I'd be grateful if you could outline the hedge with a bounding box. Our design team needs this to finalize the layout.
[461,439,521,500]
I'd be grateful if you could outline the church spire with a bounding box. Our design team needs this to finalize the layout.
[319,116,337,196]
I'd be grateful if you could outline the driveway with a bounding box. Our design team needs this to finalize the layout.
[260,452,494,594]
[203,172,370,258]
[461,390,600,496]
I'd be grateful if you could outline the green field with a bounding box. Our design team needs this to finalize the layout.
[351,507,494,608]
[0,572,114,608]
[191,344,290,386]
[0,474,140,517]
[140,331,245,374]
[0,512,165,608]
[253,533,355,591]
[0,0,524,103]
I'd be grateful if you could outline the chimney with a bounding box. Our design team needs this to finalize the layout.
★ ★ ★ ★ ★
The task.
Turn the rows above into a JSON list of strings, one string for each line, with blank lines left out.

Final answer.
[
  "I'd be grateful if you could outline the hedge with a bounding box. Our design team needs this to finalize the layout.",
  "[461,439,521,500]",
  "I'd be grateful if you could outline the church spire with a bounding box. Our design team needs this to finalize the layout.",
  "[319,116,337,196]",
  "I'd be grateful if you could outline the driveway with a bounding box. Our design team needs this to finalize the layout.",
  "[260,452,494,594]",
  "[203,172,370,258]",
  "[461,390,600,496]",
  "I'd be grateful if you could outline the green field with a bounding box. Our design team needs this to finalize the layout.",
  "[351,507,494,608]",
  "[0,572,114,608]",
  "[191,344,290,386]",
  "[0,474,140,517]",
  "[140,331,245,374]",
  "[0,512,165,608]",
  "[253,533,355,591]",
  "[0,0,524,103]",
  "I'd be grateful if you could outline the chimney with a bounding box. Our design team needs this to finalize the layout."
]